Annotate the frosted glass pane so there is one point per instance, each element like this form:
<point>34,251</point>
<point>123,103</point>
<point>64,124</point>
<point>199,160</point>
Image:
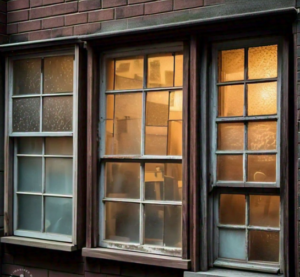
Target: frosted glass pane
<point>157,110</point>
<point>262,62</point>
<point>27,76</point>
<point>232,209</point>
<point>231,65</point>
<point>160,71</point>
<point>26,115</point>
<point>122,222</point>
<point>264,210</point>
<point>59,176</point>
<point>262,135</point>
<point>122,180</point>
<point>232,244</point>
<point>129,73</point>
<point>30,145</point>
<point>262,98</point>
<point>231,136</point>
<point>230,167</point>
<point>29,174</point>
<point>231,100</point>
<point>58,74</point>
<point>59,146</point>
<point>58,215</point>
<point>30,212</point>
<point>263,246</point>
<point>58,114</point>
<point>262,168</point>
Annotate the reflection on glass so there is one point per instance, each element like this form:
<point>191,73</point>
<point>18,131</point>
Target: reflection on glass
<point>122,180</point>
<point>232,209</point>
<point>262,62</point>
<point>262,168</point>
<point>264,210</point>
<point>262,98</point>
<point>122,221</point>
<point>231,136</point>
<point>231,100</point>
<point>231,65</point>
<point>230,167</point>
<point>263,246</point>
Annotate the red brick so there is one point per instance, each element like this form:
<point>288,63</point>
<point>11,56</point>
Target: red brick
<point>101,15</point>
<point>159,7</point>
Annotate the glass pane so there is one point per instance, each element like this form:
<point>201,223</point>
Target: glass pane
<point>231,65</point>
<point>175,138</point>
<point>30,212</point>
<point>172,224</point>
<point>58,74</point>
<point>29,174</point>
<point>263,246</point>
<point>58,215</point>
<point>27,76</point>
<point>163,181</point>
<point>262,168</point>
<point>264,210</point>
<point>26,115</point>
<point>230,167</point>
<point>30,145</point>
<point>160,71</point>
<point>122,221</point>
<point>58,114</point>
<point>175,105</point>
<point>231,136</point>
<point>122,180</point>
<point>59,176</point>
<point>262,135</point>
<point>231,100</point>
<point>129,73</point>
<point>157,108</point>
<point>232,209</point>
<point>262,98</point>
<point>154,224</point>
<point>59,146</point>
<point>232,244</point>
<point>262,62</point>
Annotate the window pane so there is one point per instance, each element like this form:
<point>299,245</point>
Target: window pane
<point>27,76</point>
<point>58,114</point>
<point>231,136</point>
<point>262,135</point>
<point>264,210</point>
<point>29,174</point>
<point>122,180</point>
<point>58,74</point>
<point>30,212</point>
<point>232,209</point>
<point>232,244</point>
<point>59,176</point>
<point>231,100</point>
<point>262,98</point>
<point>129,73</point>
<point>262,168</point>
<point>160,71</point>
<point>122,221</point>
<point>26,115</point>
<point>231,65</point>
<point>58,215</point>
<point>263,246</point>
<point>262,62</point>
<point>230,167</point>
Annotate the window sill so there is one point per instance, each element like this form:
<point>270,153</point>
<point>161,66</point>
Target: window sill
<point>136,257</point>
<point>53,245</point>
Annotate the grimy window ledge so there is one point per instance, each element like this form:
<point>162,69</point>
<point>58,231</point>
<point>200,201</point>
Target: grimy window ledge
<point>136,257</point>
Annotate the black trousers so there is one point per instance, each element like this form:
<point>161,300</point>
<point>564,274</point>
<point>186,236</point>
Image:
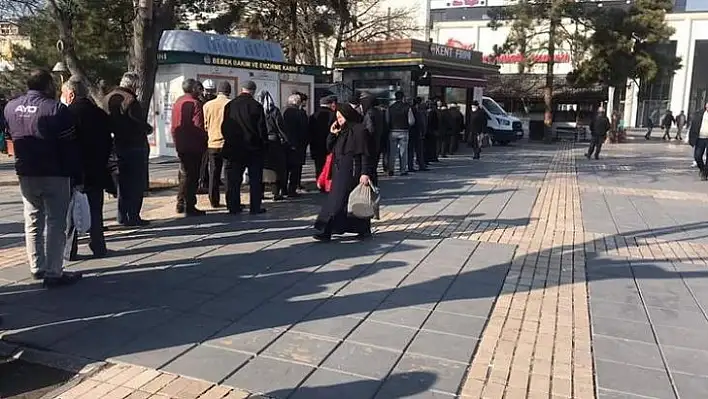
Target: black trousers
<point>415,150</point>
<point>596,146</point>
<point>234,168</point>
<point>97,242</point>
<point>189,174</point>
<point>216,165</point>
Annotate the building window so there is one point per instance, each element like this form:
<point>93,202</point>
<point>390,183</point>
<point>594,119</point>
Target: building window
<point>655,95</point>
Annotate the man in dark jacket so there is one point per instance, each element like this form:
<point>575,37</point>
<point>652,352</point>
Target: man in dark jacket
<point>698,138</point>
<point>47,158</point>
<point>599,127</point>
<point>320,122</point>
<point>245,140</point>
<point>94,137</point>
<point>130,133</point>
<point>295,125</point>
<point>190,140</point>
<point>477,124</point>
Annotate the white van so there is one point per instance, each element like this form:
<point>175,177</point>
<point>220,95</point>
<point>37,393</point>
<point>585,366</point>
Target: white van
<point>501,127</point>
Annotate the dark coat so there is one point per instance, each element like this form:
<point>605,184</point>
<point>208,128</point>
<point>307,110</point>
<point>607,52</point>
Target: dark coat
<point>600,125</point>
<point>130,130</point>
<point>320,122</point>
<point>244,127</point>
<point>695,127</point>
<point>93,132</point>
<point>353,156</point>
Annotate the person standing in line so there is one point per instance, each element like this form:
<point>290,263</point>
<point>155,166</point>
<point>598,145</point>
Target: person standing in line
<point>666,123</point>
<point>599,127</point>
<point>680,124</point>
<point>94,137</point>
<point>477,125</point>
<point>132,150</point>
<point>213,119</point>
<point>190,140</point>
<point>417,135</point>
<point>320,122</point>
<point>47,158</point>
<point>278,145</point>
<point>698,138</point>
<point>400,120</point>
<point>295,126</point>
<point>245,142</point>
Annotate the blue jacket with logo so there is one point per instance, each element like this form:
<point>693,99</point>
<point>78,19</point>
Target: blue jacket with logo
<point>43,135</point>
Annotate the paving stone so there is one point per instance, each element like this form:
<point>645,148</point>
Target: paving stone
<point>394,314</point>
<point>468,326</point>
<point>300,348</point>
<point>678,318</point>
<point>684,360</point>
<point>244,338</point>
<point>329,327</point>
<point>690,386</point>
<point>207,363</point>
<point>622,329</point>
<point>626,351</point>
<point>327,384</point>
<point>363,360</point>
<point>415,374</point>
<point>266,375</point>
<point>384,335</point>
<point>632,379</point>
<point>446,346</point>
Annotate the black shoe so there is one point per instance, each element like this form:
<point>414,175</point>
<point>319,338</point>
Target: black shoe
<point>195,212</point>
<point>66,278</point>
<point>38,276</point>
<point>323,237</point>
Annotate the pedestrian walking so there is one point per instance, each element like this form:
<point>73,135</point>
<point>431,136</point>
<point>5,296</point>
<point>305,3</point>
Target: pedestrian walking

### What the task requires
Reproduce every one of the records above word for word, leaving out the pictures.

### Response
Annotate the frosted glass pane so there is one point per instance, each element like this form:
<point>34,251</point>
<point>123,103</point>
<point>64,124</point>
<point>199,160</point>
Image:
Target: frosted glass pane
<point>157,110</point>
<point>262,62</point>
<point>27,76</point>
<point>232,209</point>
<point>231,65</point>
<point>160,71</point>
<point>26,115</point>
<point>122,222</point>
<point>264,210</point>
<point>59,176</point>
<point>262,135</point>
<point>122,180</point>
<point>232,244</point>
<point>129,73</point>
<point>30,145</point>
<point>262,98</point>
<point>231,136</point>
<point>230,167</point>
<point>29,174</point>
<point>231,100</point>
<point>58,74</point>
<point>59,146</point>
<point>58,215</point>
<point>30,212</point>
<point>263,246</point>
<point>58,114</point>
<point>262,168</point>
Annotate the reflection on glass so there is one point per instance, each element like this form:
<point>191,73</point>
<point>18,131</point>
Target: reflection on glass
<point>122,180</point>
<point>232,209</point>
<point>262,62</point>
<point>262,168</point>
<point>264,210</point>
<point>262,98</point>
<point>122,221</point>
<point>231,136</point>
<point>231,100</point>
<point>231,65</point>
<point>230,167</point>
<point>263,246</point>
Annotate the red brick so there is one point per instance, each element like this form:
<point>288,63</point>
<point>11,56</point>
Target: red brick
<point>101,15</point>
<point>159,7</point>
Annotate the glass pane so there is one point per instance, each element like this form:
<point>201,223</point>
Target: glass pane
<point>231,65</point>
<point>175,138</point>
<point>30,212</point>
<point>172,224</point>
<point>58,74</point>
<point>29,174</point>
<point>263,246</point>
<point>58,215</point>
<point>27,76</point>
<point>163,181</point>
<point>262,168</point>
<point>264,210</point>
<point>26,115</point>
<point>230,167</point>
<point>30,145</point>
<point>160,71</point>
<point>122,221</point>
<point>58,114</point>
<point>175,105</point>
<point>231,136</point>
<point>122,180</point>
<point>59,176</point>
<point>262,135</point>
<point>231,100</point>
<point>129,73</point>
<point>157,108</point>
<point>232,209</point>
<point>262,98</point>
<point>154,224</point>
<point>59,146</point>
<point>232,244</point>
<point>262,62</point>
Annotate the window pane so there is one point per instance, each element like this form:
<point>299,245</point>
Target: window pane
<point>27,76</point>
<point>58,114</point>
<point>231,136</point>
<point>262,135</point>
<point>264,210</point>
<point>29,174</point>
<point>122,180</point>
<point>58,74</point>
<point>30,212</point>
<point>232,209</point>
<point>232,244</point>
<point>59,176</point>
<point>231,100</point>
<point>262,98</point>
<point>129,73</point>
<point>262,168</point>
<point>160,71</point>
<point>122,221</point>
<point>26,115</point>
<point>231,65</point>
<point>58,215</point>
<point>263,246</point>
<point>262,62</point>
<point>230,167</point>
Annotate the window sill so there is one point per instance, each element like this form:
<point>270,153</point>
<point>161,66</point>
Target: window sill
<point>136,257</point>
<point>53,245</point>
Annotate the grimy window ledge so there is one point per instance, each element like this form:
<point>162,69</point>
<point>58,231</point>
<point>200,201</point>
Target: grimy window ledge
<point>136,257</point>
Annotate the black trousers so there is one point per instance, each element like this form:
<point>161,300</point>
<point>564,274</point>
<point>186,236</point>
Image:
Target: black trousers
<point>415,150</point>
<point>596,146</point>
<point>234,168</point>
<point>97,242</point>
<point>189,174</point>
<point>216,165</point>
Annotate the building window so there is one point per instance, each element like this form:
<point>93,202</point>
<point>390,183</point>
<point>594,119</point>
Target: building window
<point>655,95</point>
Annotate the man in dark jacket so there is one point per instance, each element like this form:
<point>575,37</point>
<point>652,352</point>
Target: man in dark jacket
<point>698,138</point>
<point>47,158</point>
<point>599,127</point>
<point>320,122</point>
<point>245,140</point>
<point>94,137</point>
<point>130,133</point>
<point>295,125</point>
<point>190,140</point>
<point>477,124</point>
Annotate the white van so there is one point per instance, each element like this form:
<point>175,177</point>
<point>220,95</point>
<point>37,393</point>
<point>585,366</point>
Target: white van
<point>501,127</point>
Annotate the dark coat so there is one point per instance, each element like this form:
<point>605,184</point>
<point>208,128</point>
<point>307,110</point>
<point>607,52</point>
Target: dark coat
<point>600,125</point>
<point>130,130</point>
<point>320,122</point>
<point>244,127</point>
<point>695,127</point>
<point>93,132</point>
<point>353,156</point>
Annotate the person standing in line so there is one point per instance, each element like this form:
<point>290,263</point>
<point>155,166</point>
<point>598,145</point>
Target: person standing in line
<point>666,123</point>
<point>599,127</point>
<point>680,124</point>
<point>94,137</point>
<point>477,125</point>
<point>132,150</point>
<point>213,119</point>
<point>190,140</point>
<point>417,135</point>
<point>320,122</point>
<point>47,158</point>
<point>278,145</point>
<point>698,138</point>
<point>400,120</point>
<point>295,126</point>
<point>245,142</point>
Annotate the blue jacket with logo so there is one point per instance, each element like this form:
<point>693,99</point>
<point>78,19</point>
Target: blue jacket with logo
<point>43,135</point>
Annotate the paving stone so there is one point per instance, each element like this form:
<point>645,148</point>
Target: paving stone
<point>394,314</point>
<point>468,326</point>
<point>300,348</point>
<point>678,318</point>
<point>684,360</point>
<point>244,338</point>
<point>329,327</point>
<point>690,386</point>
<point>207,363</point>
<point>622,329</point>
<point>626,351</point>
<point>327,384</point>
<point>363,360</point>
<point>415,374</point>
<point>266,375</point>
<point>384,335</point>
<point>632,379</point>
<point>446,346</point>
Annotate the black shoe so there is one point per instance, each element like this form:
<point>414,175</point>
<point>319,338</point>
Target: black shoe
<point>195,212</point>
<point>66,278</point>
<point>38,276</point>
<point>323,237</point>
Annotate the pedestrian walking so there is one point per instance, each element like this form:
<point>73,135</point>
<point>431,136</point>
<point>5,296</point>
<point>305,3</point>
Target: pedestrian walking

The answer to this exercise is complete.